Reading text =
+++
A recipe so smart, you'd be foolish not to try it.
Foraged spruce tips and juniper berries were used to flavour the salt cure for this gravlax recipe. |
Spruce and Juniper Scented Gravlax
2 tbsp young spruce buds6 wild juniper berries
1 + 1 tbsp coarse sea salt
2 tbsp granulated sugar
salmon, filleted, skin-on*
2 tbsp local vodka (we used vodka made with iceberg water)
*this recipe is good for up to 2 lbs of salmon, but it's easy to scale up or down as needed. Also, you will want either 2 fairly even-sized pieces or a large piece that can be cut into 2 more-or-less equal-sized bits. For frugal gravlax, buy the cheaper tail end fillets. If you go to an independent local fish monger (like The Fish Depot in downtown St. John's) and tell them what you are planning to do, they will help you find the right piece of fish.
+++
Data shown =
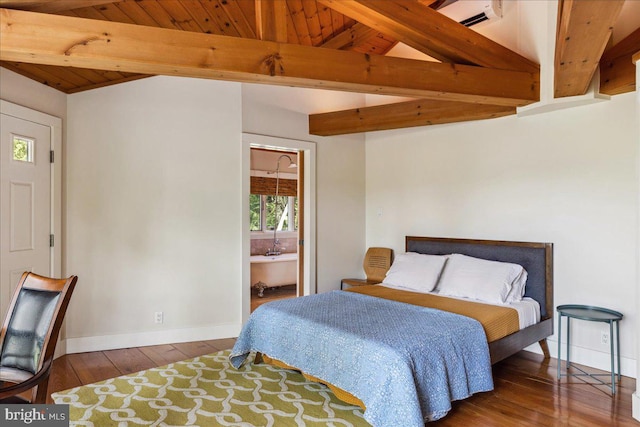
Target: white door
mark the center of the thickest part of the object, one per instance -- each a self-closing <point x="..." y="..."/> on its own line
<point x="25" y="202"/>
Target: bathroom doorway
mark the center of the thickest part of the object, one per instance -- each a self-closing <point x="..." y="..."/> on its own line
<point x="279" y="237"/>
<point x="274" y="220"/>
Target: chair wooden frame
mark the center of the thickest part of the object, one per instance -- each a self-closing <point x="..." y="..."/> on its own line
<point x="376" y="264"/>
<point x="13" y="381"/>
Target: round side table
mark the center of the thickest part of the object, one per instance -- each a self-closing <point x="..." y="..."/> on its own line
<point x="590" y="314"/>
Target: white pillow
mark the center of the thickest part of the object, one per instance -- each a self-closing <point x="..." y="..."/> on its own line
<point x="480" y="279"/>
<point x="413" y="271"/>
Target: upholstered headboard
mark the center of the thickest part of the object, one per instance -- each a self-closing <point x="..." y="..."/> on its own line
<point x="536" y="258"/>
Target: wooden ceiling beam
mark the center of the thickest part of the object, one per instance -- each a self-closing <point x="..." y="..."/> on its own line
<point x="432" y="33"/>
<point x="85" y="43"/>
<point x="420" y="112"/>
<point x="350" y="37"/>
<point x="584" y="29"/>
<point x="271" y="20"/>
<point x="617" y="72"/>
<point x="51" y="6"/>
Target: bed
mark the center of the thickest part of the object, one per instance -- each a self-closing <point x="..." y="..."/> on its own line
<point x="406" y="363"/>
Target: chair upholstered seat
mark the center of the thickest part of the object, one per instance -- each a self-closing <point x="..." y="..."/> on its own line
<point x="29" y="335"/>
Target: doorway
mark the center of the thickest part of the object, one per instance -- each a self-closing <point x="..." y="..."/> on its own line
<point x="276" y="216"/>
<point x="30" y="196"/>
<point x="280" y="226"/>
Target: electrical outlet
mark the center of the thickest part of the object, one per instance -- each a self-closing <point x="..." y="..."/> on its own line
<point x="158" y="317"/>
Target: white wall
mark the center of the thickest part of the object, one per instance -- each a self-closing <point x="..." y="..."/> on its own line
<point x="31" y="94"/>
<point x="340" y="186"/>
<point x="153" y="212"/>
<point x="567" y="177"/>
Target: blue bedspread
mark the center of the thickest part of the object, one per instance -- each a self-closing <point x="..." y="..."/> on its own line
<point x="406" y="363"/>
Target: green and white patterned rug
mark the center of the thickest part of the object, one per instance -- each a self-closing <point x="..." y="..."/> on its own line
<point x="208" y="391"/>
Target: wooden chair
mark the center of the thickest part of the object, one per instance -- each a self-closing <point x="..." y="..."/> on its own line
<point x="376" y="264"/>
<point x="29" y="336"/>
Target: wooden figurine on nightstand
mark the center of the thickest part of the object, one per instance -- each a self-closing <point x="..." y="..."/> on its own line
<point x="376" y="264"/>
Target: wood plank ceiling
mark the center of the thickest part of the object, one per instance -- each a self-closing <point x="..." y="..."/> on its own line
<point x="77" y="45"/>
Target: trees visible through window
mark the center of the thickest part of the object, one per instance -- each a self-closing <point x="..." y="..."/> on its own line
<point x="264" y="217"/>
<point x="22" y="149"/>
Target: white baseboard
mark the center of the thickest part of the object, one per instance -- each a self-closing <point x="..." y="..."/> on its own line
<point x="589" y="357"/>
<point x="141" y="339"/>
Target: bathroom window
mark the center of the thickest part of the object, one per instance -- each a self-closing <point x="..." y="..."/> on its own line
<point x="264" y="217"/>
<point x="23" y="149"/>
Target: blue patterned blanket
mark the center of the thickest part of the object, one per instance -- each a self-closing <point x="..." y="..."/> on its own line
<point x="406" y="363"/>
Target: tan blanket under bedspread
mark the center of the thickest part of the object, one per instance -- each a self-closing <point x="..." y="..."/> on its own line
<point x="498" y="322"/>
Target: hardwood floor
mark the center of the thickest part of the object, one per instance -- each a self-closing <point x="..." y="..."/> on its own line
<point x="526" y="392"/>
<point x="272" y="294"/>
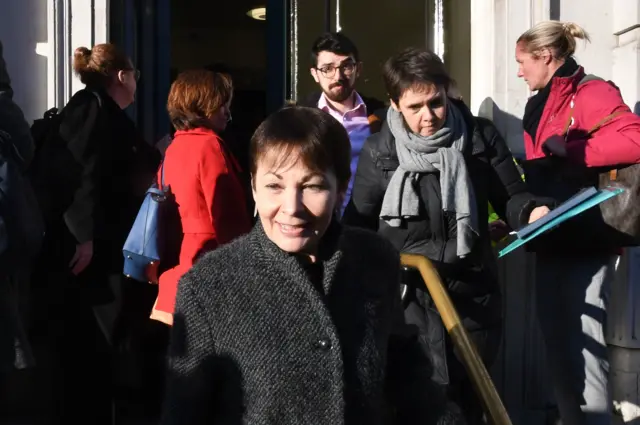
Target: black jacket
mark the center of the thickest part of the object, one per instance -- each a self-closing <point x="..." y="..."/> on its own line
+++
Written problem 1 =
Count how many lines of the records contain the string "doorway", treating case as significant, and give only that number.
Written problem 2 =
Continue the gravlax recipe from its last sentence.

Output 1 =
2

Output 2 =
Grind the spruce tips and juniper berries with half the salt. |
Spread the curing mixture over the salmon, but do not rub in. |
**if you are hopelessly inept with plastic wrap, make sure you have a friend on-site who can do the wrapping for you... it's important to get it closed up tight to contain the vodka quickly
Once the salmon is wrapped, use a heavy flat stone (or weighted plate) to press the fish during curing. |
Put the salmon on a flat plate or platter or tray. Put a flat, heavy, gravlax stone on top of it***. Refrigerate for 3 days to cure the salmon, turning it twice a day when you feed your dogs****.
***You don't have a gravlax stone??? You can top the salmon with another flat plate and weigh the plate down with a brick or stone or large jar of pickles.
****You don't feed your dogs twice a day? What do you mean you don't even have dogs? We flip gravlax (and rinse sprouts, change salt cod soaking water, and do other things that need to be done twice a day) at 5 am and 5 pm. You don't necessarily need to get up with caribougrrl to make gravlax... just remember to flip it over about every 12 hours.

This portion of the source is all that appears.